Recorded data Start Marker

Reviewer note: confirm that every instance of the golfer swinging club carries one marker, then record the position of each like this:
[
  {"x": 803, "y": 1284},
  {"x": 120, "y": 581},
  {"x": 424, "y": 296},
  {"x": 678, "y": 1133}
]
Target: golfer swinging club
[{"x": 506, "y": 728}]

Recorded data End Marker
Recorded data Start Marker

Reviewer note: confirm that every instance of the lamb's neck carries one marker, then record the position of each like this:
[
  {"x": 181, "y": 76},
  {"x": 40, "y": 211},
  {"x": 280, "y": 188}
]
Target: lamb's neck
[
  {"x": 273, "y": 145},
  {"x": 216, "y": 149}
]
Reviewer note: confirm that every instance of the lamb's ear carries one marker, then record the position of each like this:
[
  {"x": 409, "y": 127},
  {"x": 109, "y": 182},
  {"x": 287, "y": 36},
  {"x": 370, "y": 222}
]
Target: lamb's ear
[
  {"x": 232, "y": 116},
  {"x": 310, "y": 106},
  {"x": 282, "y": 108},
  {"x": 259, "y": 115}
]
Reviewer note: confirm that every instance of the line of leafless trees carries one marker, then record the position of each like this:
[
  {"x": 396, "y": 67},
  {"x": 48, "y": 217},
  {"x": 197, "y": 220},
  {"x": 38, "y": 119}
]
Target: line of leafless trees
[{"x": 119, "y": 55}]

Recorded data End Marker

### What is being asked
Among the lines above, which ones hold the string "position"? Show them.

### Output
Reviewer note: confirm that every instance of the golfer swinging club carries one marker, then record the position of each like this:
Reviewer note: confirm that every instance of the lamb's neck carries one marker, then record the position of each like this:
Reviewer note: confirm that every instance of the lamb's ear carries one marker, then record the position of each like this:
Reviewer note: confirm that every instance of the line of leafless trees carries one marker, then record the position of each like this:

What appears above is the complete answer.